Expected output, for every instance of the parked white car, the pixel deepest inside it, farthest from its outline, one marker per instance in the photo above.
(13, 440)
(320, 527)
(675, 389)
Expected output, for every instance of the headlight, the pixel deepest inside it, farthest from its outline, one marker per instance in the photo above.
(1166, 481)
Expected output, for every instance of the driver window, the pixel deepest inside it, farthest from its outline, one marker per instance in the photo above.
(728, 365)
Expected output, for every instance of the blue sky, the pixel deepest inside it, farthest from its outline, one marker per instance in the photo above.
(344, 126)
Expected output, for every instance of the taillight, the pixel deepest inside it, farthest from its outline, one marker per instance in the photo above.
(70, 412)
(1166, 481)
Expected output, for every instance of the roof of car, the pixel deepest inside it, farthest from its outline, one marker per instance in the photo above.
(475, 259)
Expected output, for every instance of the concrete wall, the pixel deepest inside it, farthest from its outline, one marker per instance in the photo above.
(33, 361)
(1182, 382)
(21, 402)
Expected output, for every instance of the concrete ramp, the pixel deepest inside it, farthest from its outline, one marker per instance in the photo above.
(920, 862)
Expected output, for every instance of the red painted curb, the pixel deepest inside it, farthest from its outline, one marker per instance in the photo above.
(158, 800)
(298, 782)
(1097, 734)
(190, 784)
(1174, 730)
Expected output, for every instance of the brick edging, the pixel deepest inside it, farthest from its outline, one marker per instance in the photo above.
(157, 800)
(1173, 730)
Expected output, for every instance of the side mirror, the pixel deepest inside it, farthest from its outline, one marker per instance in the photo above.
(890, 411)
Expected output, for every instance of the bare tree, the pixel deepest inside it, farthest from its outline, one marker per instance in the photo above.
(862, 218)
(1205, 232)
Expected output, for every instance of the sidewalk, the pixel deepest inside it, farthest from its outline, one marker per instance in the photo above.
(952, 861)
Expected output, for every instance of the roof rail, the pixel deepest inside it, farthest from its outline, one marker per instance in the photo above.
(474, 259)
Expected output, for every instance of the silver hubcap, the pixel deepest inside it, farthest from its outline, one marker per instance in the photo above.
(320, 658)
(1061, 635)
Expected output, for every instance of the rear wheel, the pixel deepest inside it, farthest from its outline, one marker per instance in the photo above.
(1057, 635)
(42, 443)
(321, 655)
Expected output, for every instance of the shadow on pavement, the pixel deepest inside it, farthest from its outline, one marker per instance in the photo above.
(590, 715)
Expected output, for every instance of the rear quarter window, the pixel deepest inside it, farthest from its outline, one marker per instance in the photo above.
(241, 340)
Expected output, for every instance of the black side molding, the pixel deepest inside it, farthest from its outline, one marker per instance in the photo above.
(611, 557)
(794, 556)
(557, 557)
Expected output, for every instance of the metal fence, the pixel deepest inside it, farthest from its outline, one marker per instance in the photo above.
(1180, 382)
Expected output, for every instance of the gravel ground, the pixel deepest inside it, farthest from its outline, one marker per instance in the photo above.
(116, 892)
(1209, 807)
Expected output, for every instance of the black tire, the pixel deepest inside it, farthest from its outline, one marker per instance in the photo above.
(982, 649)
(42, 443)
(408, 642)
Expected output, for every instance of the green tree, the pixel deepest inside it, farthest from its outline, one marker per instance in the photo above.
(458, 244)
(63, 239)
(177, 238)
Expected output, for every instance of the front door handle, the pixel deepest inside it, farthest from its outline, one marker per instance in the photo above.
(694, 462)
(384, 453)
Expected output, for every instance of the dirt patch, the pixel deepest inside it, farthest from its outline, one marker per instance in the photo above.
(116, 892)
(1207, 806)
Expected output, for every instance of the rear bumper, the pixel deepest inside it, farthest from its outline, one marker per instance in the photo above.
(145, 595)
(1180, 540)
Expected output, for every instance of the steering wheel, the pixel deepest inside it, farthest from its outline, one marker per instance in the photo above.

━━━━

* [EXERCISE INSTRUCTIONS]: Write all of the records out again exactly.

* [REPLY]:
Expected output, for every instance of the parked white car, the pixel deepest inside it, farthest from its outline, one marker per instance in the photo above.
(13, 440)
(320, 527)
(675, 389)
Expected output, for every instance of the headlight, the pixel deepest inside it, farthest from its outline, one marker per instance in the photo above.
(1166, 481)
Expected output, for every instance of the driver window, the pixel deepest inside it, farthest from its outline, one marker per instance in the photo above.
(728, 365)
Expected output, for every instance of the blue sky, the pixel deepest inside it, farthest from its outline, one marker per instance in the photo above.
(344, 126)
Expected output, for every instance of the taillight, the pixel deepest inside it, farthest from its outline, one marker per instance in the photo above.
(70, 412)
(1166, 481)
Expected output, for every instance of the roof of car, the pixel deepest inside it, farthest from its outline, one marker per instance in the photo above.
(475, 259)
Expected output, for every instance of the concrete wall, the pixel deepest inside it, farthest from its outline, one marker per instance in the photo above.
(33, 361)
(1182, 382)
(21, 402)
Expected output, for every instance of the concrete ramp, the pixel deepest inside it, farthest from its outline, one marker per instance in the photo above.
(920, 862)
Expected output, for every instance of the red painted curb, the pixel deepest inside it, farthest from its outline, one marker per instance in the photo above.
(158, 800)
(298, 782)
(1097, 734)
(190, 784)
(1174, 730)
Expected output, for every instance of the brick edging, the pixel deepest inside it, farthest from its outline, one marker per instance in the photo above.
(157, 800)
(1173, 730)
Expected output, for every instance of the side mirror, the pixel deepest inside it, farthest from its outline, one marker per instance in the photo above.
(890, 411)
Expected output, for every instance of the bare tree, the pixel deepest inside it, farthest from its outline, one marker per instance in the photo above.
(862, 218)
(1205, 232)
Expected output, for every instance of the sidewalk, the pixel deepest inside it, farthest from its outline, one marker per instance in the photo above.
(952, 861)
Expected output, for every instance of the roof rail, the pixel deepest inside it, farthest from its outline, one marker per instance in the photo above.
(474, 259)
Expected output, for every instance of the silver hubcap, the pixel deepest inside it, farthest from its outline, one marker per instance in the photo above.
(320, 658)
(1061, 635)
Expected output, for every instance of the rear wheel, the pixel deepest inside it, farthest from its outline, one marker per instance in the photo above.
(1057, 635)
(42, 443)
(321, 655)
Expected output, for every instance of the shadow on pavement, the pixel deepest inside it, farthest from its outline, one marker per instance in the photo above.
(590, 715)
Expected output, for every instance of the rear quarter window, the pixel deepest inside it, farthest from its outline, one marker per instance in the photo above.
(241, 340)
Expected output, for every instance of the black side molding, the pixel deepest inside it, farthest from its outline, one marker per instance in the photo above.
(611, 557)
(794, 556)
(557, 557)
Expected output, for every instance of the metal fence, the pixel deepest inside it, farthest from its outline, one marker per instance in the photo above.
(1180, 382)
Expected output, for every instance of the gravel ground, the pixel deepest inside it, farthest from its outline, one marker per instance in the photo above.
(116, 892)
(1209, 807)
Expected output, for every instance of the black tire, the pixel deepest inside it, farthest from its outline, one marker per instance in the photo above.
(982, 649)
(42, 443)
(408, 642)
Expected output, for every instance of the green tree, the pixel deepest inside it, farthest from its outline, one marker per instance in the photo above.
(458, 244)
(63, 239)
(177, 238)
Expected output, for every instance of the front door handle, the pixel deepest inside it, farthest from its outline, one marker per instance in the photo above.
(694, 462)
(384, 453)
Expected output, for every instance of the dirt patch, the pixel deepest inside it, farthest from its outline, one marker per instance in the photo above.
(116, 892)
(1207, 806)
Expected output, for every instance of the rear bumper, the pixel deepest inside it, farthest from its outline, one marker per instance in the photo above.
(145, 595)
(1180, 540)
Expected output, for every instance of the steering wheel, the pixel deepest inside it, farthest from its outline, one marker per instance in the photo above.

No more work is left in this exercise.